Exercise requirements: Pull out every line of the listing below that contains the string "hard", and copy each one in full.

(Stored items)
┌────────
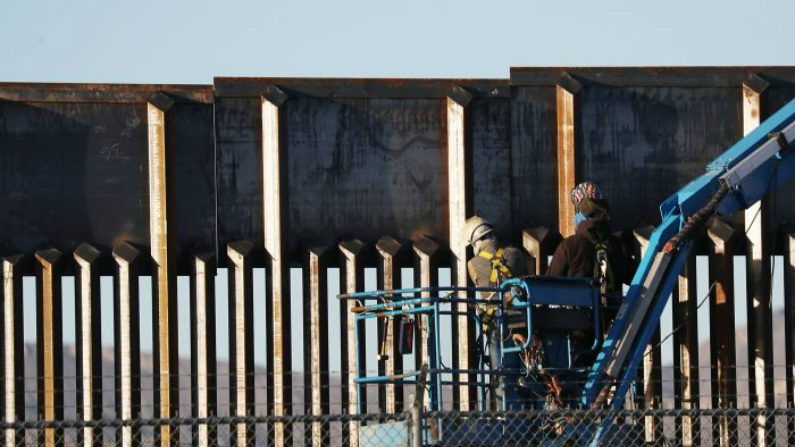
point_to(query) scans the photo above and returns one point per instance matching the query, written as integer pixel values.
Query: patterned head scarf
(585, 190)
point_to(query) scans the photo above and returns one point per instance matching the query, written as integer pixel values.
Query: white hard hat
(475, 228)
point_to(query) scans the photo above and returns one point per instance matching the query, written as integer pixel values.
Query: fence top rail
(363, 87)
(655, 76)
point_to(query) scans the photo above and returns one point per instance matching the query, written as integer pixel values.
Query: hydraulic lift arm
(735, 180)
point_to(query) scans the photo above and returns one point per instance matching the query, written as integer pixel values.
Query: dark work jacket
(575, 256)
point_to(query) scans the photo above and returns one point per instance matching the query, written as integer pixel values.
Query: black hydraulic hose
(697, 219)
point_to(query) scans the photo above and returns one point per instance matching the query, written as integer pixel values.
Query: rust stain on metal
(241, 307)
(540, 243)
(127, 347)
(159, 223)
(318, 311)
(457, 209)
(566, 158)
(389, 248)
(89, 338)
(273, 240)
(13, 348)
(351, 250)
(49, 336)
(726, 242)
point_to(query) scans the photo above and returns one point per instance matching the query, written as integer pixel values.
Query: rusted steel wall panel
(363, 157)
(365, 167)
(533, 158)
(238, 170)
(82, 165)
(782, 199)
(491, 166)
(641, 144)
(79, 152)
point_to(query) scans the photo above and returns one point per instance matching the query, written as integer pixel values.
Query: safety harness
(499, 271)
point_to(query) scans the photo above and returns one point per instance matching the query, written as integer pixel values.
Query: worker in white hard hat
(492, 264)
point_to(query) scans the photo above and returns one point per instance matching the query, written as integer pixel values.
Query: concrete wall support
(389, 250)
(566, 92)
(758, 250)
(127, 341)
(162, 234)
(540, 243)
(241, 338)
(49, 337)
(319, 261)
(652, 374)
(13, 348)
(458, 190)
(789, 325)
(428, 268)
(273, 199)
(686, 378)
(353, 281)
(203, 360)
(89, 346)
(726, 241)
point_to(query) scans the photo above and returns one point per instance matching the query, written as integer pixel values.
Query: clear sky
(192, 41)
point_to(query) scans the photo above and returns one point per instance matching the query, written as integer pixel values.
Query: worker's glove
(515, 294)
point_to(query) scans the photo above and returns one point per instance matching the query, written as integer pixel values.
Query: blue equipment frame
(738, 178)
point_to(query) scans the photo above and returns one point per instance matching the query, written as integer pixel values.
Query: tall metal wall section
(164, 180)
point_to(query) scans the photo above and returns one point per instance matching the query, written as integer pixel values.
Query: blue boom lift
(554, 307)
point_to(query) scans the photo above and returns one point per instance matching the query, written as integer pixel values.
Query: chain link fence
(713, 427)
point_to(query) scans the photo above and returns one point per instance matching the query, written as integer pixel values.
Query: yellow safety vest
(499, 271)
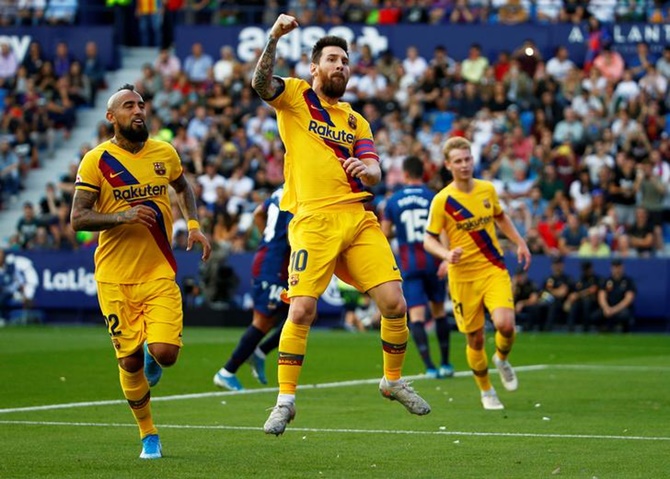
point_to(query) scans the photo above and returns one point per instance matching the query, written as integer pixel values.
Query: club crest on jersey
(159, 168)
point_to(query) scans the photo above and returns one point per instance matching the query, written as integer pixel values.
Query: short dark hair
(328, 41)
(413, 166)
(127, 86)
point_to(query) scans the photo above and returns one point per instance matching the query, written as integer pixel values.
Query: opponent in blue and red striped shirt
(405, 216)
(269, 272)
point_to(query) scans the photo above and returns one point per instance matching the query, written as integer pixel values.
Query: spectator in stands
(654, 83)
(210, 181)
(663, 63)
(644, 240)
(526, 297)
(62, 59)
(226, 66)
(94, 70)
(27, 225)
(34, 58)
(594, 246)
(559, 66)
(10, 178)
(8, 65)
(548, 11)
(474, 66)
(610, 64)
(30, 12)
(574, 11)
(615, 300)
(167, 64)
(149, 14)
(61, 12)
(512, 12)
(638, 63)
(414, 64)
(572, 236)
(197, 64)
(554, 294)
(79, 85)
(582, 301)
(462, 12)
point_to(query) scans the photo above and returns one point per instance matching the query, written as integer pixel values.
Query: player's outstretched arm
(84, 218)
(263, 81)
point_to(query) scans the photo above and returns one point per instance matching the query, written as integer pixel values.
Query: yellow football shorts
(134, 313)
(343, 239)
(471, 297)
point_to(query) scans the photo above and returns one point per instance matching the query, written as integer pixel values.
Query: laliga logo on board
(79, 280)
(251, 39)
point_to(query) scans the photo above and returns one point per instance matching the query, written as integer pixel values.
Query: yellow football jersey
(131, 254)
(315, 135)
(468, 219)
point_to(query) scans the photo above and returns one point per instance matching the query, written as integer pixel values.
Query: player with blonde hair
(468, 210)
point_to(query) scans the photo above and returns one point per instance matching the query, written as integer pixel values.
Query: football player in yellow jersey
(330, 161)
(468, 211)
(121, 190)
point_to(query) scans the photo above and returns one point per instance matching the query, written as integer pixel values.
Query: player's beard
(134, 134)
(335, 89)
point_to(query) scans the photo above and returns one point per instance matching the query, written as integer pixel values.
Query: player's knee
(132, 364)
(302, 312)
(165, 354)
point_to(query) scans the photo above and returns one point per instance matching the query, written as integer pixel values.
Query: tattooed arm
(189, 208)
(262, 81)
(84, 217)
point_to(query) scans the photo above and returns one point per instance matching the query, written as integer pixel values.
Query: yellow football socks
(480, 367)
(292, 348)
(394, 334)
(136, 390)
(504, 345)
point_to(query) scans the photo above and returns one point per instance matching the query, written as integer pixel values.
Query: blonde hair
(455, 143)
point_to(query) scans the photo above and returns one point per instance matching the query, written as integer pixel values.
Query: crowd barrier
(65, 282)
(248, 39)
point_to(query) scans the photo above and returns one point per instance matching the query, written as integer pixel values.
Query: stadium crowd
(579, 151)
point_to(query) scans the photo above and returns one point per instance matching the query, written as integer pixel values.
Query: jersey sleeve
(437, 219)
(284, 95)
(364, 145)
(497, 208)
(89, 176)
(176, 168)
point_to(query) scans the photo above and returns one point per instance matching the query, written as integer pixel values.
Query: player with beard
(121, 190)
(329, 166)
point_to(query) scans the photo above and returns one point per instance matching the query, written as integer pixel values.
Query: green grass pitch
(588, 406)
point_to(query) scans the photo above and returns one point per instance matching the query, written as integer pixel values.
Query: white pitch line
(177, 397)
(354, 431)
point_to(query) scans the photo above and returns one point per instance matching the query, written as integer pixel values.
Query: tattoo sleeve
(186, 198)
(262, 81)
(84, 218)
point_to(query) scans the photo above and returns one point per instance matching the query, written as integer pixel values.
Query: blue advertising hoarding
(65, 280)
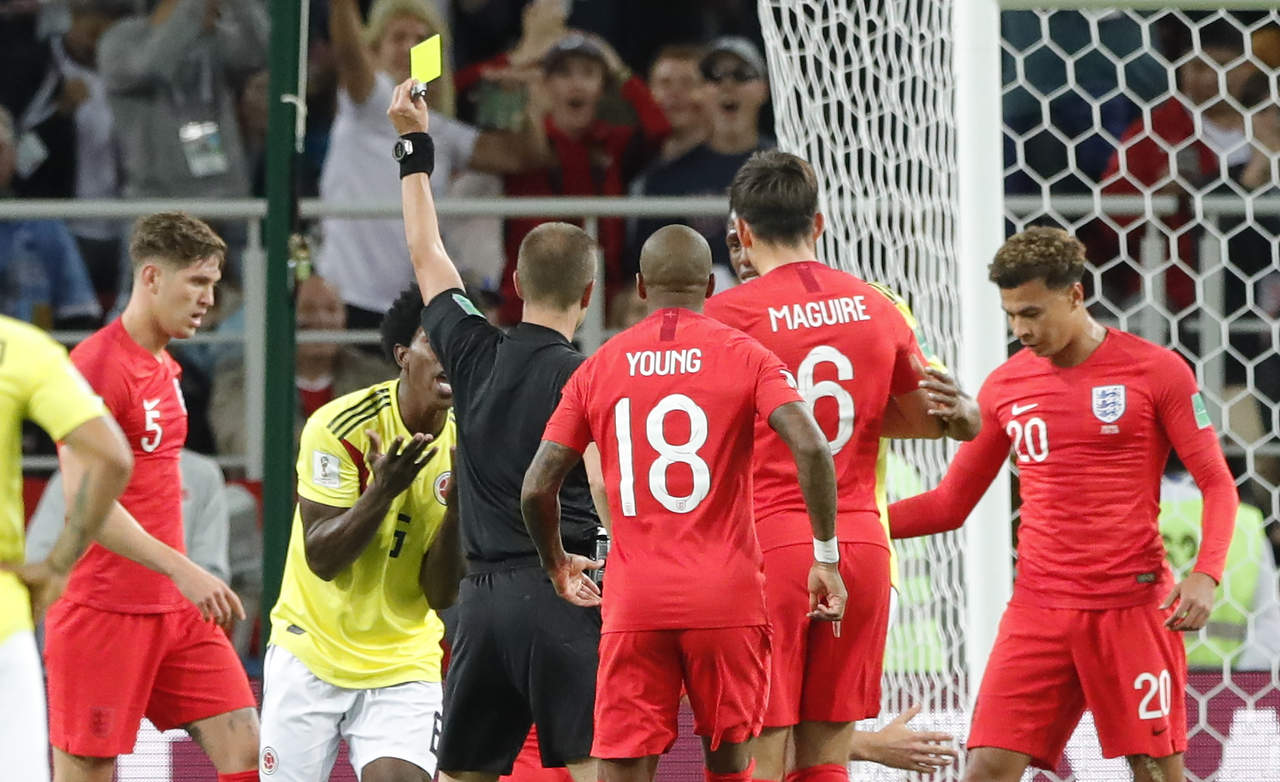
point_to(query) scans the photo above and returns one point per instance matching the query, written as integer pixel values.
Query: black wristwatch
(415, 152)
(403, 149)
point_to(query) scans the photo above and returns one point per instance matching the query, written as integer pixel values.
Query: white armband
(826, 550)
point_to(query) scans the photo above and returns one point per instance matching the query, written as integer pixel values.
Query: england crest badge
(1109, 402)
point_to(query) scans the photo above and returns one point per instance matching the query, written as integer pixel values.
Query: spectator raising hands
(366, 260)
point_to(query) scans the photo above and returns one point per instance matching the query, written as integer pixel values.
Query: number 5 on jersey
(668, 453)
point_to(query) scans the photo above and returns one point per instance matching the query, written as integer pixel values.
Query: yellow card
(425, 62)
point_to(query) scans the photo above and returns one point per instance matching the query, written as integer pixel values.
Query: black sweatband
(423, 160)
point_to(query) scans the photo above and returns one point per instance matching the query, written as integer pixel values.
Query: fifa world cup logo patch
(1109, 402)
(269, 760)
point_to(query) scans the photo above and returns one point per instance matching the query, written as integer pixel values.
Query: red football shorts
(109, 670)
(529, 764)
(1048, 664)
(818, 677)
(641, 675)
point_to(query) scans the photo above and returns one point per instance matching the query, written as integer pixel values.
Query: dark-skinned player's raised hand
(396, 469)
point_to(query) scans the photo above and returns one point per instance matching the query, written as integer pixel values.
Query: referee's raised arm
(520, 652)
(433, 268)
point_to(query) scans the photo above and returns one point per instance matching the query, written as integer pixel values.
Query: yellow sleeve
(905, 310)
(328, 472)
(59, 399)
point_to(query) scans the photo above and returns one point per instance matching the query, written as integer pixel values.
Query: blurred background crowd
(168, 99)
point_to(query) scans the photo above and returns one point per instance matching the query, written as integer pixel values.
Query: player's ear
(1077, 295)
(150, 277)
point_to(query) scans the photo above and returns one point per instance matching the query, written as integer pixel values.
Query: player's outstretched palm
(827, 593)
(896, 745)
(958, 410)
(394, 471)
(210, 594)
(571, 582)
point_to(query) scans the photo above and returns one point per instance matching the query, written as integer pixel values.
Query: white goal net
(1153, 136)
(864, 92)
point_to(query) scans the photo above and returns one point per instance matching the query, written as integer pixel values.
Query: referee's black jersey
(504, 391)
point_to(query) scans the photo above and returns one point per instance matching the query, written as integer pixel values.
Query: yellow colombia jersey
(882, 460)
(37, 382)
(371, 625)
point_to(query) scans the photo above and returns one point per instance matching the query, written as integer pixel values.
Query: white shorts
(23, 722)
(304, 718)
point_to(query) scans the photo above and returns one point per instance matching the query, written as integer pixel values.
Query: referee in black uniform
(520, 654)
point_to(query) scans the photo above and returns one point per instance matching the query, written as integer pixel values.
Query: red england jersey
(671, 403)
(142, 393)
(850, 351)
(1089, 443)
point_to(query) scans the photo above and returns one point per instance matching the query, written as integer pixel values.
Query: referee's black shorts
(521, 654)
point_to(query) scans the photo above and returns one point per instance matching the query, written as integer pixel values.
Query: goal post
(937, 127)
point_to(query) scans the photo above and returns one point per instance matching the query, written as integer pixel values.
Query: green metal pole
(282, 146)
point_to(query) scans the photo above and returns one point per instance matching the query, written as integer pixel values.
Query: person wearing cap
(735, 92)
(594, 156)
└────────
Answer to this exercise:
Query: white hard hat
Query: worker in white hard hat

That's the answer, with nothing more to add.